___ Task material ___
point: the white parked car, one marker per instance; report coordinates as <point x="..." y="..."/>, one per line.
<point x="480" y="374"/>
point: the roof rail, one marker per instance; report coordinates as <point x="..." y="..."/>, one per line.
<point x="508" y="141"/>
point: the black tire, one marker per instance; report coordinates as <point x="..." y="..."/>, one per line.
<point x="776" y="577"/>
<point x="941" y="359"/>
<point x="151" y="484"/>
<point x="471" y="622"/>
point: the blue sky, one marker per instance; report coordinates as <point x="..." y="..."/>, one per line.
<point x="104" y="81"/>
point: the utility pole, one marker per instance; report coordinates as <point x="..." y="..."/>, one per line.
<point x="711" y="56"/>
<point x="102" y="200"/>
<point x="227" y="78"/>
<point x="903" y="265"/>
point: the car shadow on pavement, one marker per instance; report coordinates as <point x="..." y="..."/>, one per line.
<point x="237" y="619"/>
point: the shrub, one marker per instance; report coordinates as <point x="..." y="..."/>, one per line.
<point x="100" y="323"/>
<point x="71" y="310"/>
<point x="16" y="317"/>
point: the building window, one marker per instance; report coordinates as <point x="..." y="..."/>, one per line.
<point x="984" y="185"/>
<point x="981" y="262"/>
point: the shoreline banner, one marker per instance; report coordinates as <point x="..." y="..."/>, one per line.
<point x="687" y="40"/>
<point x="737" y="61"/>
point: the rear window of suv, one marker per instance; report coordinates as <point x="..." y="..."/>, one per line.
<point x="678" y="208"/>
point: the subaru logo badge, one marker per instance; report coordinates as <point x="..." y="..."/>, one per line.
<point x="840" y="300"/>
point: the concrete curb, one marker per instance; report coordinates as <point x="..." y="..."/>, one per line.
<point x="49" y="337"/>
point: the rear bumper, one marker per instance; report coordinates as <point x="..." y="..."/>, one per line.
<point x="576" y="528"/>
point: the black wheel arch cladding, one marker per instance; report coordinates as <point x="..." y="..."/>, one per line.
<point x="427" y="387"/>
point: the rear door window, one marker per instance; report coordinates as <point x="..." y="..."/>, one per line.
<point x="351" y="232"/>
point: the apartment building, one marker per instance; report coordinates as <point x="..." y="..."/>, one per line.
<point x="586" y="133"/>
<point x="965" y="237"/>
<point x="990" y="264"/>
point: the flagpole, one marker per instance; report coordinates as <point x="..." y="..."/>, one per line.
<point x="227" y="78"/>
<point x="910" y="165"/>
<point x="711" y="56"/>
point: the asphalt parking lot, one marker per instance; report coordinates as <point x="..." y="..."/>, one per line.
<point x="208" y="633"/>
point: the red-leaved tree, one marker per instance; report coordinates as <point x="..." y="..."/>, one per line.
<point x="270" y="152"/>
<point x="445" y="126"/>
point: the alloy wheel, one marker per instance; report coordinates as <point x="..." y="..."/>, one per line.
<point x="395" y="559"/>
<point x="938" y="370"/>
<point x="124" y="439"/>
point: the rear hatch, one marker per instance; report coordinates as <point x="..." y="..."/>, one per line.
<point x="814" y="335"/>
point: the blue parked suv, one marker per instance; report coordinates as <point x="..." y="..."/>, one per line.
___
*Exercise objective*: Repeat the lines above word for word.

*Answer below*:
point: the white parked car, one marker per instance; report coordinates as <point x="..." y="..."/>, one per line.
<point x="480" y="374"/>
point: the roof rail, one marker per instance; report coordinates as <point x="..." y="..."/>, one per line.
<point x="508" y="141"/>
point: the black tire, one marker per instance; report coordinates as <point x="..." y="..."/>, one per line.
<point x="776" y="577"/>
<point x="941" y="359"/>
<point x="151" y="484"/>
<point x="471" y="622"/>
point: the blue sky, one marker per instance; report coordinates as <point x="..." y="..."/>, one per line.
<point x="104" y="81"/>
point: the utility pole, one marker per instance; report coordinates as <point x="..." y="..."/>, one per line.
<point x="711" y="56"/>
<point x="102" y="200"/>
<point x="227" y="78"/>
<point x="903" y="265"/>
point: the car shadow on pavement, one marker per instance; report coordinates as <point x="..." y="..."/>, one per line.
<point x="237" y="619"/>
point: the shrub, one marker per instance; report coordinates as <point x="..." y="..."/>, one per line.
<point x="100" y="323"/>
<point x="71" y="310"/>
<point x="16" y="317"/>
point: the building window, one marker per instance; report coordinates as <point x="..." y="..."/>, one per line.
<point x="984" y="185"/>
<point x="981" y="262"/>
point: the shoreline banner, one marker per instance; report coordinates as <point x="..." y="..."/>, one per line.
<point x="687" y="40"/>
<point x="737" y="61"/>
point: the rear window of suv, one marker per instance; report coordinates as <point x="..." y="..."/>, one per line.
<point x="678" y="208"/>
point: the subaru logo badge, one marker per instance; report coordinates as <point x="..." y="..."/>, one per line.
<point x="840" y="300"/>
point: the concrete curb, one marker per instance; report coordinates as <point x="..." y="..."/>, one per line.
<point x="49" y="337"/>
point: the rear bumper, one marker per instance; report coordinates as <point x="..." y="..."/>, one per line.
<point x="576" y="528"/>
point: the black wheel arch cladding, one marker per instance; report coordinates as <point x="..." y="..."/>, one per line.
<point x="427" y="387"/>
point: the rear door window, one marker per instance; report coordinates as <point x="..." y="..."/>, one per line.
<point x="351" y="232"/>
point: the apartment building, one marker per instance; report coordinates as <point x="..." y="..."/>, one per line.
<point x="586" y="133"/>
<point x="965" y="237"/>
<point x="990" y="264"/>
point: the flagpole, one marker per instance; report coordinates as <point x="..." y="..."/>, one per line.
<point x="227" y="78"/>
<point x="910" y="165"/>
<point x="711" y="56"/>
point: the asphalt parking lot, one marker per instance; report coordinates as <point x="..." y="..."/>, one per line.
<point x="208" y="633"/>
point: the red-leaved tree, one marker per instance; report coordinates as <point x="..." y="..."/>, one per line.
<point x="270" y="152"/>
<point x="445" y="126"/>
point: the alloy wheel, one marker per instance; report coordinates as <point x="..." y="..."/>, one per line.
<point x="395" y="559"/>
<point x="938" y="370"/>
<point x="124" y="439"/>
point: the rear hatch, one marker per instance; report coordinates as <point x="..." y="..."/>, one per line.
<point x="814" y="335"/>
point: the blue parked suv, one marker per instance; report coordinates as <point x="..." y="..."/>, one per line.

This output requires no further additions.